## To do
Look at the entries below and reproduce them exactly.

'''

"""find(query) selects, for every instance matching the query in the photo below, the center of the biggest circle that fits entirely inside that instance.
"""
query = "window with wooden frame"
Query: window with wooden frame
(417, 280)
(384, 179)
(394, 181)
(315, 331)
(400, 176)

'''

## Result of the task
"""find(query) selects, for every instance matching the query in the photo below, the center of the biggest circle that fits entirely inside that instance.
"""
query = "window with wooden frame"
Query: window with wooden frame
(417, 280)
(384, 179)
(394, 181)
(315, 331)
(400, 176)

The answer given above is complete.